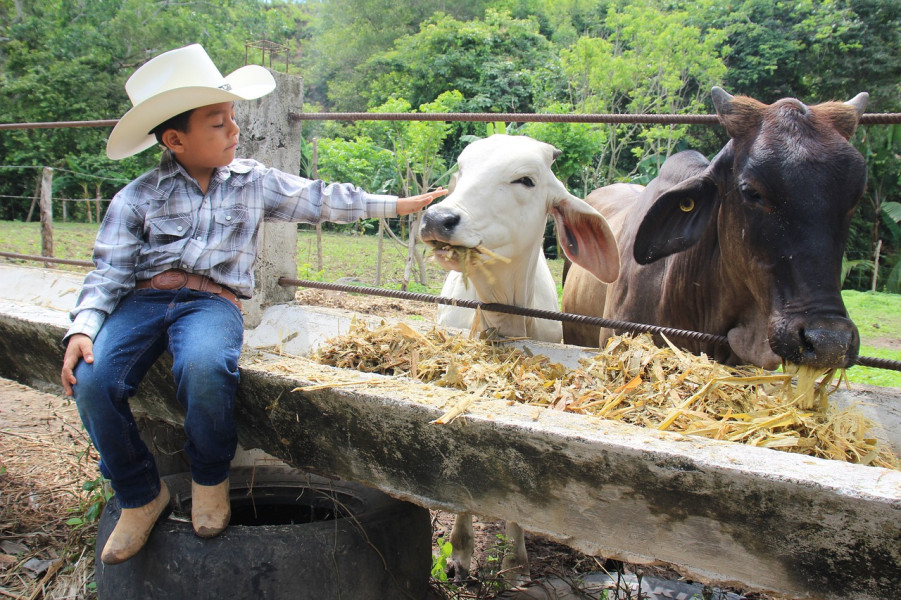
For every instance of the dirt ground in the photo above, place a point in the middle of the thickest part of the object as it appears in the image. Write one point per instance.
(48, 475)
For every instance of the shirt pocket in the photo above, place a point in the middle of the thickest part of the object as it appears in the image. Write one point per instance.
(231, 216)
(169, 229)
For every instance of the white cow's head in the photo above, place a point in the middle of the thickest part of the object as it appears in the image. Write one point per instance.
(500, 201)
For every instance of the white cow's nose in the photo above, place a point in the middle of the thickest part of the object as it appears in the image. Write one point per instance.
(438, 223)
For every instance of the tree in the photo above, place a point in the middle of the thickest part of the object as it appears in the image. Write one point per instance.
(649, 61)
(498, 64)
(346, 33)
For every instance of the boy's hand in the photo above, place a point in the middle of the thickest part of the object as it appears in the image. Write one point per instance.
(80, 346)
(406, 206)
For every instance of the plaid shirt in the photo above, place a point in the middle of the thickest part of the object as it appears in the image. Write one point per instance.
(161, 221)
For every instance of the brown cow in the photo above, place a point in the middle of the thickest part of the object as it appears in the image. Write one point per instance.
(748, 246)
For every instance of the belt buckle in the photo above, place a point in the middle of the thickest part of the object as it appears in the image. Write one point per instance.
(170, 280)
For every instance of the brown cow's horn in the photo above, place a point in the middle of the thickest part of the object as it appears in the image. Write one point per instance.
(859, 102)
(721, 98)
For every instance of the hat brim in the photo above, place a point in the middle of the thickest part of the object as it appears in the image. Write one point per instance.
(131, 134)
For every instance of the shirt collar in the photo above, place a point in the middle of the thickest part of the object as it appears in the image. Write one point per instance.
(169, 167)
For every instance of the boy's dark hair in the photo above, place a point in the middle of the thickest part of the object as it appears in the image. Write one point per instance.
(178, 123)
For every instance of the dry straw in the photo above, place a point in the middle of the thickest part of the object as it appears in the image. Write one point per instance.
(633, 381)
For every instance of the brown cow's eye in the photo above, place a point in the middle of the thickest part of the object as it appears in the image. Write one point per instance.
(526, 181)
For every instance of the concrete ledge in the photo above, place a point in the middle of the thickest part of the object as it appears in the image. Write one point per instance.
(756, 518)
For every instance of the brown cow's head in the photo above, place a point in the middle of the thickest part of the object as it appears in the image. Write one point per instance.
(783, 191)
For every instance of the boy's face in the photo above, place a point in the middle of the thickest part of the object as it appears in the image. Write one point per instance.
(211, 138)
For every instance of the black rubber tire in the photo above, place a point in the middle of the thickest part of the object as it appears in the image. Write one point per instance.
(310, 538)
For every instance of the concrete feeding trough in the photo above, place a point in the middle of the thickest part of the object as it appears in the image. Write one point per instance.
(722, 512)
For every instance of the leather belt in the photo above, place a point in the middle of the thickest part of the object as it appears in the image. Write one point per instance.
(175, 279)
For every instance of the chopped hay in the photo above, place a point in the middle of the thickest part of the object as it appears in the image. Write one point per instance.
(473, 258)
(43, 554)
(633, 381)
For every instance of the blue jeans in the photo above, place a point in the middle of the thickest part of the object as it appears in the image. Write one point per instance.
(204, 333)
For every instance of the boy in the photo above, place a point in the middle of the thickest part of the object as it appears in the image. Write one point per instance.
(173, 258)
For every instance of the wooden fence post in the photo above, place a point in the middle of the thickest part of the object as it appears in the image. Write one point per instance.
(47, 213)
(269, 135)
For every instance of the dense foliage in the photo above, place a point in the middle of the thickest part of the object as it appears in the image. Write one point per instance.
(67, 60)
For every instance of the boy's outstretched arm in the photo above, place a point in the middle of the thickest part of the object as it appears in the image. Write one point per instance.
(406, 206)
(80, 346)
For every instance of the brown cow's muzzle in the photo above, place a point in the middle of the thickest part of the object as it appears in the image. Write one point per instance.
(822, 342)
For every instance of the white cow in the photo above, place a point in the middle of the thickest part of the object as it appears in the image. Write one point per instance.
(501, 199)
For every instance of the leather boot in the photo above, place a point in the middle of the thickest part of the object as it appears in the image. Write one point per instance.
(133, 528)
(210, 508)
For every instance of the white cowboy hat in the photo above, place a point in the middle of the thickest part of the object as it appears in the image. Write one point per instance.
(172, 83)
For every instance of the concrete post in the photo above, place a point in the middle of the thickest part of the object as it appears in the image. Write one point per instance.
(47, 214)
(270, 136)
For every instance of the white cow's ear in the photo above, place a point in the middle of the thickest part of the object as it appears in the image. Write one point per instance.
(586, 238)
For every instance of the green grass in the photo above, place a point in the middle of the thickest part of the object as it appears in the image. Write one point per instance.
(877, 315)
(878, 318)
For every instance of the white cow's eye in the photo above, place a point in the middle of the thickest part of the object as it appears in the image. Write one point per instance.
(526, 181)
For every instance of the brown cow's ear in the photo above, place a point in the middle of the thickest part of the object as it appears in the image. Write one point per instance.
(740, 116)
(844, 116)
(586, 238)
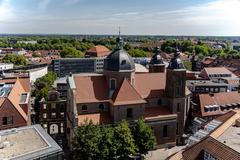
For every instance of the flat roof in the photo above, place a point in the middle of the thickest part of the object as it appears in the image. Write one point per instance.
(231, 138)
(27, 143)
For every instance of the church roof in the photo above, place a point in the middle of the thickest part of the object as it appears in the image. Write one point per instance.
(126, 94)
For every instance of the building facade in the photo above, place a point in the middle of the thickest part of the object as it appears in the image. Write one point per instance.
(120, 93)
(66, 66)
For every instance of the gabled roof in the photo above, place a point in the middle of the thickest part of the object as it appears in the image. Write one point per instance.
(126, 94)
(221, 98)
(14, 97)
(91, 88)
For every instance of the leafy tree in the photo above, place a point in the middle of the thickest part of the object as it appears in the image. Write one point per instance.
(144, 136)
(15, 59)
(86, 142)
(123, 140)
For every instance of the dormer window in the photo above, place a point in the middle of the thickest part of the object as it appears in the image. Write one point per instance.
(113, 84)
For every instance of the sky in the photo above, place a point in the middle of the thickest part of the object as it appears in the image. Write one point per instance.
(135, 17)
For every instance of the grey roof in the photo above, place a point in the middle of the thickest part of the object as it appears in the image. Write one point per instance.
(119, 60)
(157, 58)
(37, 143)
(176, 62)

==*==

- **TASK DIRECTIONS**:
Could you turn the records above into a Markdown table with a "Row" column numbering each line and a "Text" column holding that line, skipping blank lines and leaving out the pictures?

- **PROBLEM SOLUTION**:
| Row | Text |
|---|---|
| 1 | For every instance of the dirt ground in the photo above, place a point in the middle of the thickest part of the object as it appears in the image. Write one point per instance. |
| 2 | (48, 475) |
| 3 | For every instance of the shirt pocket in the photo above, place a point in the middle of the thickest part of the object as it appears in the image. Write one point per instance. |
| 4 | (231, 216) |
| 5 | (169, 229) |
| 6 | For every instance of the white cow's head in the photo above, place a point in the middle of the thickest part of the object as it appears in the image. Write one point per instance. |
| 7 | (500, 201) |
| 8 | For every instance of the white cow's nose in the photo above, place a point in the middle of the thickest part of the object as it appears in the image. Write one point per instance. |
| 9 | (438, 223) |
| 10 | For every instance of the tree in the photo above, place a point in the middle of the thickest part of the object as it appears in the image. Write one point per instance. |
| 11 | (649, 61) |
| 12 | (498, 64) |
| 13 | (346, 33) |
| 14 | For every instance of the boy's hand in the photo above, place a point in the middle of the thickest part of the object as it appears in the image. Write one point per instance. |
| 15 | (80, 346) |
| 16 | (406, 206) |
| 17 | For every instance of the plaid shirt in the photo above, place a point in the middle of the thickest part of the object as it appears in the image. Write one point per instance. |
| 18 | (161, 221) |
| 19 | For every instance of the brown cow in the photo above, place a point in the middle of the thickest part of the object as it appears in the image. Write one point per instance. |
| 20 | (748, 246) |
| 21 | For every instance of the belt buckle in the photo above, place a point in the middle of the thickest part of the object as it appears in the image. Write one point per instance. |
| 22 | (170, 280) |
| 23 | For every instance of the brown cow's horn in the photo above, place a point in the middle of the thickest part of the object as it appears in the image. Write one point per instance. |
| 24 | (859, 102) |
| 25 | (721, 98) |
| 26 | For every instance of the hat brim in the photo above, place a point in the middle of the thickest part of the object as it appears in the image. Write one point per instance. |
| 27 | (131, 134) |
| 28 | For every instance of the shirt collar in the photo above, place a point in the middle of the thickest part of the object as it appears in the image. Write one point per instance. |
| 29 | (169, 167) |
| 30 | For every instance of the boy's dark hair in the photo above, place a point in the middle of the thickest part of the object as it appears in the image. Write one point per instance. |
| 31 | (178, 123) |
| 32 | For every instance of the dry straw in the photo above, place a point in the middle of the thickest part of the object as it appears in the image. Write one point per instance. |
| 33 | (633, 381) |
| 34 | For every instance of the brown cow's eye in the photo above, place a point in the middle of the thickest part of the object as it appears in the image. Write one point per instance. |
| 35 | (526, 181) |
| 36 | For every instance of the concrete ledge in the photo above, place a point in the middle of the thickest part of the object as it appears in the image. Write one point per instance. |
| 37 | (756, 518) |
| 38 | For every instance of the brown cow's head in the photo above, place a point in the middle of the thickest part of the object as it appears in the image. Write one point per instance. |
| 39 | (783, 191) |
| 40 | For every instance of the boy's face in the photo above, place a point in the middle of the thickest part of the object as it appears in the image. Write one point per instance. |
| 41 | (211, 138) |
| 42 | For every instance of the black rubber tire in the photo above, place a point in the middle of the thickest part of the object as it appears in the image. Write one point per instance. |
| 43 | (310, 538) |
| 44 | For every instance of the concrete feeding trough in the photo above, place a point in the middle of the thickest part of the object as it appears in the image. Write one point per instance. |
| 45 | (722, 512) |
| 46 | For every instance of the leather belt in the photo above, place a point in the middle of the thickest part of the object as it appears in the image. Write one point per instance. |
| 47 | (175, 279) |
| 48 | For every instance of the chopped hay in the photo above, place a point in the middle of the thickest part of the object as it appears in the image. Write one point per instance. |
| 49 | (473, 258) |
| 50 | (43, 554) |
| 51 | (633, 381) |
| 52 | For every instance of the blue jeans in the photo above, place a point in the middle of the thickest part of the object as it appears in the image. Write one point per instance. |
| 53 | (204, 333) |
| 54 | For every instance of the boy in the photo above, place a point in the middle of the thickest part of the object as it appears in the image. Write one point per instance. |
| 55 | (173, 258) |
| 56 | For every instance of the wooden fence post in the photo above, place a point in the middle of the thickest part of the object as it appears in the image. Write one point per instance. |
| 57 | (47, 213) |
| 58 | (269, 135) |
| 59 | For every instance of the dense foliage in the photo above, place a point in the middle of the thickest part of the object as it appears in the image. Write one point per instance. |
| 60 | (67, 60) |
| 61 | For every instance of the boy's outstretched arm in the photo above, place a point in the middle of the thickest part of the object as it appears in the image. Write one point per instance. |
| 62 | (406, 206) |
| 63 | (80, 346) |
| 64 | For every instance of the brown cow's muzzle in the photo above, place a point in the middle of the thickest part of the object as it appears in the image. Write one point per instance. |
| 65 | (822, 342) |
| 66 | For every instance of the white cow in the photo above, place a point in the middle of the thickest part of the object as it appears in the image. Write one point per instance. |
| 67 | (501, 199) |
| 68 | For every instance of the leather boot in the photo above, place a point in the middle of the thickest part of the object as it appears in the image. Write one point per instance. |
| 69 | (133, 528) |
| 70 | (210, 508) |
| 71 | For every instance of the white cowboy hat in the photo above, place a point in the middle of the thickest part of the object as it appears in the image. Write one point per instance. |
| 72 | (172, 83) |
| 73 | For every instance of the concrete post in the photo above, place a point in the middle of the thickest part of the object as it appears in the image. Write one point per instance. |
| 74 | (47, 214) |
| 75 | (270, 136) |
| 76 | For every instance of the white cow's ear in the photo above, place a point in the middle of the thickest part of the object as it appears in the image. Write one point per instance. |
| 77 | (586, 238) |
| 78 | For every instance of the green grass in the photo above, place a point in the middle of the thickest part of the object as it appears in the image. Write one point per instance. |
| 79 | (877, 315) |
| 80 | (878, 318) |
| 81 | For every instance of the white cow's eye in the photo above, place a point in the middle of the thickest part of the object as it appears in the image. Write one point per instance. |
| 82 | (526, 181) |
| 83 | For every instance of the brown cow's ear in the photo above, place a point in the middle of the thickest part of the object as it appears in the image. Write one point per instance. |
| 84 | (740, 116) |
| 85 | (844, 116) |
| 86 | (586, 238) |
| 87 | For every instance of the flat roof in the photo above, place a point in the middle of the thickest part of the object as it appears in the image. Write one point per instance. |
| 88 | (231, 138) |
| 89 | (27, 143) |
| 90 | For every instance of the church roof in the photo above, place a point in the middle of the thickest part of the object as it appears in the image. Write one point per instance. |
| 91 | (126, 94) |
| 92 | For every instance of the building facade in the photo above, place a point in the middle of the thickest part of the object as it appears in the image. Write one point per instance. |
| 93 | (120, 93) |
| 94 | (66, 66) |
| 95 | For every instance of the gabled roof in the photo above, place a point in the middle of the thickest part of the object as it appears in the image. Write one point per instance. |
| 96 | (126, 94) |
| 97 | (221, 98) |
| 98 | (14, 97) |
| 99 | (91, 88) |
| 100 | For every instance of the leafy tree in the photo above, place a point in the middle of the thickest part of the object as it appears in the image. Write one point per instance. |
| 101 | (144, 136) |
| 102 | (15, 59) |
| 103 | (86, 142) |
| 104 | (123, 140) |
| 105 | For every instance of the dormer window in the photo above, place a point in the middle of the thickest part of the object as it appears in the image. Write one point per instance. |
| 106 | (113, 84) |
| 107 | For every instance of the sky in the photo above, place a point in the middle of the thickest part of the object as it appears in the image. Write one point per instance. |
| 108 | (135, 17) |
| 109 | For every instance of the grey roof in the photo above, place a point in the middle of the thickest part of the object as it appears in the image. Write one point per instance. |
| 110 | (119, 60) |
| 111 | (157, 58) |
| 112 | (37, 143) |
| 113 | (176, 62) |